RNA-seq Sample Preparation and Data Analysis

Het-1A cells were induced for L2 or GPF overexpression using 1000 μg/mL Doxycycline for 72 hours before harvest. Cell pellets were flash frozen and total RNA extracted using the RNeasy Mini Kit (Qiagen) according to manufacturer’s instructions. RNA integrity was checked using the Eukaryote Total RNA Nano BioAnalyzer assay (Agilent), followed by RNA-seq library preparation using the RNA-seq Strand-Specific Library Preparation Kit (NuGen). Sequencing library quality was checked using a BioAnalyzer High Sensitivity DNA assay (Agilent) and quantified by quantitative PCR using the KAPA qPCR Library Quantification Kit (KAPA Biosystems). Experiment was performed in triplicates, isolating RNA in two batches and constructing the sequencing libraries in one batch. DNA was pooled at 10 nM and run on a single lane of the Illumina HiSeq400 sequencer in single-end mode.

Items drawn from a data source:
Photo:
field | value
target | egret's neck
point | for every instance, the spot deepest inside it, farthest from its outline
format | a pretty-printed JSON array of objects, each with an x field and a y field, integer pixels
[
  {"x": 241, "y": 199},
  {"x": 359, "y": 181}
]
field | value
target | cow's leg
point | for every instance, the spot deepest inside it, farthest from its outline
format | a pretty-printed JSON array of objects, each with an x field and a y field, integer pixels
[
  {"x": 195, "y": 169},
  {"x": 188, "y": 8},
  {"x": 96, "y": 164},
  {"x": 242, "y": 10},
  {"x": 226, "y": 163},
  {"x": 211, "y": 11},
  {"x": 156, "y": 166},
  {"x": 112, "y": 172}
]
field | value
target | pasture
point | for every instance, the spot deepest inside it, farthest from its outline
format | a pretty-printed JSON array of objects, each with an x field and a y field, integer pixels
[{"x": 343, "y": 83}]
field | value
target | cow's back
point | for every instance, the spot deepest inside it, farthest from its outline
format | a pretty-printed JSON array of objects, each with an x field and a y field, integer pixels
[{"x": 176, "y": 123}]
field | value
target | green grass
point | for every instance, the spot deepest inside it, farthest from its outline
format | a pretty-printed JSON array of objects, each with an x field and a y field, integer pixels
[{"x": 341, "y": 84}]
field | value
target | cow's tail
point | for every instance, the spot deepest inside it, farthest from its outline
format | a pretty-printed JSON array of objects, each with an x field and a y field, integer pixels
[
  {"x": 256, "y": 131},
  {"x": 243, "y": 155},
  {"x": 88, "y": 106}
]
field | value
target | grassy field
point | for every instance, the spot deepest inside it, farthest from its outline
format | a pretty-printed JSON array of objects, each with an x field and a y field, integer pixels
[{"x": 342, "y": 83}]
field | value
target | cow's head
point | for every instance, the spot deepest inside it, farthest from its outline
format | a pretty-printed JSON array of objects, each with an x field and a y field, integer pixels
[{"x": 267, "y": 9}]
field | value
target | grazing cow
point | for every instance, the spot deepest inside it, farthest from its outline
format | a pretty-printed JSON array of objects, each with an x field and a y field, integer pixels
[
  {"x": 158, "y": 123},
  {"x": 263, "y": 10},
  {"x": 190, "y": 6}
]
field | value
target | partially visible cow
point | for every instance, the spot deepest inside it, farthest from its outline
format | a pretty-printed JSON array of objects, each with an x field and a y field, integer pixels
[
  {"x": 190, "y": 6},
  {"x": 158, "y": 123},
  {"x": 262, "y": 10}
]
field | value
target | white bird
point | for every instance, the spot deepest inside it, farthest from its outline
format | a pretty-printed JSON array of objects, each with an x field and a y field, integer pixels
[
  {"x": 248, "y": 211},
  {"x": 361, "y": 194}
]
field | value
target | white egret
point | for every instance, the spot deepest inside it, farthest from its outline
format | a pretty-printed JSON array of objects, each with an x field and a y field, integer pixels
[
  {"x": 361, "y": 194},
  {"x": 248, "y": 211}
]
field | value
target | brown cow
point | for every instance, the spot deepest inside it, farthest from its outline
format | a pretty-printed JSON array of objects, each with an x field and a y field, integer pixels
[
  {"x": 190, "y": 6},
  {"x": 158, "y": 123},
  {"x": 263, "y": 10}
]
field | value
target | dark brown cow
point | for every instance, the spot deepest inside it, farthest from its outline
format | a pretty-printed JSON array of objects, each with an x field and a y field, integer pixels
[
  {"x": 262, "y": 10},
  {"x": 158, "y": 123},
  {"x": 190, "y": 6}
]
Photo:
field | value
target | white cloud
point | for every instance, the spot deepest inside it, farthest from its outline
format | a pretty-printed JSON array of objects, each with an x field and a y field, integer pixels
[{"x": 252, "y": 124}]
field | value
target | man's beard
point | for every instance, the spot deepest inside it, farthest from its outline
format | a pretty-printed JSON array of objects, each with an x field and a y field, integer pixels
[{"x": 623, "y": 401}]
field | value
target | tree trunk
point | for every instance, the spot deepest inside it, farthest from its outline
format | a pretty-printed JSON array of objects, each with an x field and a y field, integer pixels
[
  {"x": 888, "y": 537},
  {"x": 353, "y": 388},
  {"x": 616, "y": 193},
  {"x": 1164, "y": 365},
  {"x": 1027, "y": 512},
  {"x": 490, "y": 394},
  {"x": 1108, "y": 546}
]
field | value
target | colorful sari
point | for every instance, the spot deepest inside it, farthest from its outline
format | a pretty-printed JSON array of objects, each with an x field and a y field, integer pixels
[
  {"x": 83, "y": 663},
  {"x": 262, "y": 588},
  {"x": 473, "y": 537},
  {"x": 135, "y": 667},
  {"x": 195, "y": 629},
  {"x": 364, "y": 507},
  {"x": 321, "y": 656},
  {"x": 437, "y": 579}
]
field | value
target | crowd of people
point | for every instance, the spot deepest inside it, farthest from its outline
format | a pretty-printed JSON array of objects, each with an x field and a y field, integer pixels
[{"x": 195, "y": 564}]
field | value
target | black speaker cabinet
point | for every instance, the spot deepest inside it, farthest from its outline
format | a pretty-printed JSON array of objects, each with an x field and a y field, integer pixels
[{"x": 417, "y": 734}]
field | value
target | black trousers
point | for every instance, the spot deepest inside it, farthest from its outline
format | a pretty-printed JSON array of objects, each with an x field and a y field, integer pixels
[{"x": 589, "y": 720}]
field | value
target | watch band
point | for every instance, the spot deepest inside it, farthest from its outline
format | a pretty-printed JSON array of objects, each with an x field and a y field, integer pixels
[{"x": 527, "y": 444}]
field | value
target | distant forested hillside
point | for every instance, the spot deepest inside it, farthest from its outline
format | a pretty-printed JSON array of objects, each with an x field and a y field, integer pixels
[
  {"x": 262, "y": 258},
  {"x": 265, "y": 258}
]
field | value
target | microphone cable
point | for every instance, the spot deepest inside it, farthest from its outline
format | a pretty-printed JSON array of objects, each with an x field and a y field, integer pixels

▶ _Task item 1_
Reproduce the RNA-seq methods text over the stretch from "Het-1A cells were" through "in single-end mode.", replacing "Agilent" with "Agilent Technologies".
▶ _Task item 2_
According to the RNA-seq methods text, for how long were the cells treated with Doxycycline before harvest?
▶ _Task item 3_
Write what comes after the last sentence of the RNA-seq methods text.

▶ _Answer 1_
Het-1A cells were induced for L2 or GPF overexpression using 1000 μg/mL Doxycycline for 72 hours before harvest. Cell pellets were flash frozen and total RNA extracted using the RNeasy Mini Kit (Qiagen) according to manufacturer’s instructions. RNA integrity was checked using the Eukaryote Total RNA Nano BioAnalyzer assay (Agilent Technologies), followed by RNA-seq library preparation using the RNA-seq Strand-Specific Library Preparation Kit (NuGen). Sequencing library quality was checked using a BioAnalyzer High Sensitivity DNA assay (Agilent Technologies) and quantified by quantitative PCR using the KAPA qPCR Library Quantification Kit (KAPA Biosystems). Experiment was performed in triplicates, isolating RNA in two batches and constructing the sequencing libraries in one batch. DNA was pooled at 10 nM and run on a single lane of the Illumina HiSeq400 sequencer in single-end mode.

▶ _Answer 2_
72 hours.

▶ _Answer 3_
All sequencing reads were aligned to the human reference genome and transcriptome (GRCh37) using tophat version 2.0.14 (75) with default parameters. Cufflinks version 2.2.1 (76) was used to quantify the mRNA abundance for each gene (Fragments Per Kilobase of exon model per Million mapped fragments, referred to as FPKM). The following non-default options were used with cufflinks: frag-bias-correct and multi-read-correct. RankProd (77) was applied to perform differential expression analysis between L2 overexpression and GFP overexpression samples.

We also performed the gene set enrichment analysis (GSEA, http://www.broad.mit.edu/gsea/) (78,79) on all the genes detected by the RNA-seq, which were ranked by their log10(p-values) given by the RankProd package (77). A cutoff of FDR ≤ 10% was used to define the enriched up- and down-regulated functions.

In vitro invasion assay

In vitro invasion assays were carried out in growth factor–reduced Matrigel-coated Transwell chambers (Corning Life Sciences). Briefly, cells were plated in the Transwell chamber in serum-reduced media (BEGM media minus BPE, hEGF and GA, or full DMEM growth media with 2.5 % BSA). Cells were incubated at 37°C with 5 % CO2 for 72 hours. Cells that invaded the Transwell chamber were fixed and stained using the HEMA3 staining solutions (Fisher Scientific) according to the manufacturer’s instructions, and 0.5 % crystal violet. The number of cells that invaded the Matrigel was determined by microscopy. A fraction of cells for each condition was seeded in triplicate wells of a 96-well plate in parallel, and cultured for 72 h. Cell viability was determined using the CellTitre-Glo2.0 assay (Promega) and cell counts normalized accordingly.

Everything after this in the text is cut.